__EXERCISE AIM__
Produce an exact copy of the lines from the line containing "Study the photograph above. For every instance of the man, which" through the last line of the entries below, and only those lines.

**********

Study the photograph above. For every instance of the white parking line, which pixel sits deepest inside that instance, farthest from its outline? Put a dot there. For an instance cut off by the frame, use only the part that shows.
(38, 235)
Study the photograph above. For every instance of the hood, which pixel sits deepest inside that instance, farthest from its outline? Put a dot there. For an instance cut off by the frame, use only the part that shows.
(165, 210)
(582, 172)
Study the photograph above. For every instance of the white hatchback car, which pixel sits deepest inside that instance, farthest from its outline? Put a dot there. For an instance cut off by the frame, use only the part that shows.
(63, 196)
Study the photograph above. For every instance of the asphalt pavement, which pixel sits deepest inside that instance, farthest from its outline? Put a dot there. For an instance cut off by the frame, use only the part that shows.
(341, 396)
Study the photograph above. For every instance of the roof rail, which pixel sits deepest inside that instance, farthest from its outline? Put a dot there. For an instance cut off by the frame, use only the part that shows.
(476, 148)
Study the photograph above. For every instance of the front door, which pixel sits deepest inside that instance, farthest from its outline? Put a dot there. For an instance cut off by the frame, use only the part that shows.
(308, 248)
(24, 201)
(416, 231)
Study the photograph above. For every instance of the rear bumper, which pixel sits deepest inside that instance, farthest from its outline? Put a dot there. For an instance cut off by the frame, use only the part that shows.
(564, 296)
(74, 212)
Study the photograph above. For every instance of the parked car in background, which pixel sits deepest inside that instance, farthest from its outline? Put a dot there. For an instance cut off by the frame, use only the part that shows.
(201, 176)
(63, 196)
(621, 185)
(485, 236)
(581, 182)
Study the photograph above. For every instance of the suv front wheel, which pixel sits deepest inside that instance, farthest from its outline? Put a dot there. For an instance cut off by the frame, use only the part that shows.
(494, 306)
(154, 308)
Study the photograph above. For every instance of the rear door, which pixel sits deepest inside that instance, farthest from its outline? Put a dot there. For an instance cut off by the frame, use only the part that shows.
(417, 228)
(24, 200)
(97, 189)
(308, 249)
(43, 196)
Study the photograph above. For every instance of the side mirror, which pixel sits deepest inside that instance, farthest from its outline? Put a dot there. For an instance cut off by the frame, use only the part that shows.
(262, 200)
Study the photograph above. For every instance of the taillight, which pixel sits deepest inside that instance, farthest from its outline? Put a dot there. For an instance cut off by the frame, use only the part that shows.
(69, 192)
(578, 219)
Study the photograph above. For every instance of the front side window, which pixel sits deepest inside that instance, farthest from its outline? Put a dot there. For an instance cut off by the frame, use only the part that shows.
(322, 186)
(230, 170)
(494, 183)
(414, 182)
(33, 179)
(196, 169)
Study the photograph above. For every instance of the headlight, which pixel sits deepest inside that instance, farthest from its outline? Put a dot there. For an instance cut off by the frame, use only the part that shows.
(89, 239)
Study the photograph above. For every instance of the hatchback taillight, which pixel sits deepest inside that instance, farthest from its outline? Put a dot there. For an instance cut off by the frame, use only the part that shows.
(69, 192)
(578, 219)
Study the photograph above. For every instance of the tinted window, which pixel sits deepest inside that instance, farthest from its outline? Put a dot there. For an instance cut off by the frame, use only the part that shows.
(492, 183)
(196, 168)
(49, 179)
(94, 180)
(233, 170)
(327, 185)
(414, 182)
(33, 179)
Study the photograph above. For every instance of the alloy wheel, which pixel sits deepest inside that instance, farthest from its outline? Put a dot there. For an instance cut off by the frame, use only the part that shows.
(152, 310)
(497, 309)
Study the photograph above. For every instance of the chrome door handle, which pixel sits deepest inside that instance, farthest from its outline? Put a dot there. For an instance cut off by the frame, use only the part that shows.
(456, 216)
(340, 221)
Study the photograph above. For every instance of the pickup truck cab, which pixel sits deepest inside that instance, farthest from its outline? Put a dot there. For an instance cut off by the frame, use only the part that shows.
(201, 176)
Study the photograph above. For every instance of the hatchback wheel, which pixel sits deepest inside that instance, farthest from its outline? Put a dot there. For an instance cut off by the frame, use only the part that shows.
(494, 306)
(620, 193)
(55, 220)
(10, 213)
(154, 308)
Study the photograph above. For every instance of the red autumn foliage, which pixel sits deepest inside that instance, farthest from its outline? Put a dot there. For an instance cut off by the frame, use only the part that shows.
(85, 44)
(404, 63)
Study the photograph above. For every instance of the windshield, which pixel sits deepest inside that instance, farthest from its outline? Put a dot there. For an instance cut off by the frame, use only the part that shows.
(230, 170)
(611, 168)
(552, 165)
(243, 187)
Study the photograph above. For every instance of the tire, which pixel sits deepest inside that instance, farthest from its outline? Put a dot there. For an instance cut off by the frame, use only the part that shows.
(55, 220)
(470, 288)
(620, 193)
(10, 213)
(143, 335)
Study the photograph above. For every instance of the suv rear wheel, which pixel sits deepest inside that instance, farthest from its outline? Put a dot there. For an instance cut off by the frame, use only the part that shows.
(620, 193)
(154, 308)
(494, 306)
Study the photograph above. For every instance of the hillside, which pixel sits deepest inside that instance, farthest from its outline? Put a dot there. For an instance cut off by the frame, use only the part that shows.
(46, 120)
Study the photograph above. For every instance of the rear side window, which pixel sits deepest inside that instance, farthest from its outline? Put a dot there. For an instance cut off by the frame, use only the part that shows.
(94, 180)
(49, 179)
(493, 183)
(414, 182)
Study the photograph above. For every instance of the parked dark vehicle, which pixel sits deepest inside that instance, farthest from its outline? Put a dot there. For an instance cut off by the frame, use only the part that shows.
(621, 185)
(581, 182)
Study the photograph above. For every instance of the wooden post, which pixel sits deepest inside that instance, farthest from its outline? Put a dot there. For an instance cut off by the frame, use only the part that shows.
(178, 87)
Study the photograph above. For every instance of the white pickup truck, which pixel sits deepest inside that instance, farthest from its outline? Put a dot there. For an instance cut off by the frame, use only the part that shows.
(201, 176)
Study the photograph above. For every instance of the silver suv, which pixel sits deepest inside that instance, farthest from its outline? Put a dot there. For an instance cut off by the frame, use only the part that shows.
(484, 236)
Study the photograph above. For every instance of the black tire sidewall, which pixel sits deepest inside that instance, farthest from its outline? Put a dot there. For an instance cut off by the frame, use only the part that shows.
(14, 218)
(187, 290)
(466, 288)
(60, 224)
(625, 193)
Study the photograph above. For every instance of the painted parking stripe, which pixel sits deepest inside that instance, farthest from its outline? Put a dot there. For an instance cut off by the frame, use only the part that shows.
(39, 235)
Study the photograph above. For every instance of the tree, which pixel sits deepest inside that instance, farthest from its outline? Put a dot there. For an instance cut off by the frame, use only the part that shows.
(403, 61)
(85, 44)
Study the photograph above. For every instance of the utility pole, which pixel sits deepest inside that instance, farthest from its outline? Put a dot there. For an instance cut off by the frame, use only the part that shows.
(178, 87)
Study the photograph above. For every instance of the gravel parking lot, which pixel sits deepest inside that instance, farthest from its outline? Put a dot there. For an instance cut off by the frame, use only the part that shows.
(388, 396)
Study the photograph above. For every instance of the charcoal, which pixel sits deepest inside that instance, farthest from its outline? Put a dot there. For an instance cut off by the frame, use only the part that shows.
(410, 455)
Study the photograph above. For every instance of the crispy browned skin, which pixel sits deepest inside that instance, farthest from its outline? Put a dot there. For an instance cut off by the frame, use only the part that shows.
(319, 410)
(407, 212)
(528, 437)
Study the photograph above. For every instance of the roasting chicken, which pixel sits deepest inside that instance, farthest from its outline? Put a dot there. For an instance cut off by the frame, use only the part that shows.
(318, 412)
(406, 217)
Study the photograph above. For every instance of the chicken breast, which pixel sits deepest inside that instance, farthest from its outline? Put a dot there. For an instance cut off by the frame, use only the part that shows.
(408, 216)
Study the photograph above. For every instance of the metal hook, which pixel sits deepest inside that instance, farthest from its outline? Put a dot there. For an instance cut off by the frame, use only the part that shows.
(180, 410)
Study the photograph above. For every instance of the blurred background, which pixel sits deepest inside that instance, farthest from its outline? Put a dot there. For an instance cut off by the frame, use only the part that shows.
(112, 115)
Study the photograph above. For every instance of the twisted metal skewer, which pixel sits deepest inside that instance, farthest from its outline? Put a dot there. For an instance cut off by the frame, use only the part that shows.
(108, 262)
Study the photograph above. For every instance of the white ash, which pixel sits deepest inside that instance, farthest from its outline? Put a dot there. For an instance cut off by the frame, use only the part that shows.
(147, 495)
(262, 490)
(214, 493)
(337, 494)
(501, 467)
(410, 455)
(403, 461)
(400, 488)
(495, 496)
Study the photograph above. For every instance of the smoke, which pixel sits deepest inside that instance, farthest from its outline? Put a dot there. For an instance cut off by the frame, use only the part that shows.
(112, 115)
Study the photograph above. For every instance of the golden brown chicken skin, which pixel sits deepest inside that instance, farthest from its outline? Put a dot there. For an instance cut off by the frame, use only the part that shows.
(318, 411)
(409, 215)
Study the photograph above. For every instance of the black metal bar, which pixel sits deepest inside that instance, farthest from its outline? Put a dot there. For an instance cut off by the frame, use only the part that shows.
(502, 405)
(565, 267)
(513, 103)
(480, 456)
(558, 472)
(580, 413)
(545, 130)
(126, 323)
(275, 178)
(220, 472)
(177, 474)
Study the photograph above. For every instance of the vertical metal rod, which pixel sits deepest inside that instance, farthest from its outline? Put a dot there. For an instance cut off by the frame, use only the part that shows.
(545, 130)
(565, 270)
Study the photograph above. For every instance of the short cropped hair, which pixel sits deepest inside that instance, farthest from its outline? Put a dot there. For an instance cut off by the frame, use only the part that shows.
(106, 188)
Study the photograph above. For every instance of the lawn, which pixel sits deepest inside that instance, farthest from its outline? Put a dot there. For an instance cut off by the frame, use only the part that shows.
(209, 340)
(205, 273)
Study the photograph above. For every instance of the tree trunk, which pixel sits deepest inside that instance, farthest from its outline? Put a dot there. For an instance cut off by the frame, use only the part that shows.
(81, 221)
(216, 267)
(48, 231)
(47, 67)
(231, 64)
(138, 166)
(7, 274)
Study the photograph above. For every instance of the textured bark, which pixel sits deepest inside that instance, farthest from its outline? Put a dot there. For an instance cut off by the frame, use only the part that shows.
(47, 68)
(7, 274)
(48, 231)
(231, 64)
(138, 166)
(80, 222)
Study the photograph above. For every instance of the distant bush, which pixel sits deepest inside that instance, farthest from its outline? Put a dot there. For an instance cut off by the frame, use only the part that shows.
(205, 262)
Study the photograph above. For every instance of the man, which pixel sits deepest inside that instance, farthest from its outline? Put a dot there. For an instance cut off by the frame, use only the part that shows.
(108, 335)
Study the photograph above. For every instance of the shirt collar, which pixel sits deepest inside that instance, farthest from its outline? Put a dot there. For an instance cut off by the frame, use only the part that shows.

**********

__RESULT OF THE EXERCISE__
Study the photograph above. For every instance of the man, which pixel sits deepest inside that instance, farthest from its outline? Put a dot there. For an instance cut off by the frame, use only the part that shows.
(108, 335)
Study the photograph above. For every instance of the shirt collar, which pixel sits deepest inside that instance, farthest from its outline? Put a dot there. For an instance cut off by the frame, use only the part that shows.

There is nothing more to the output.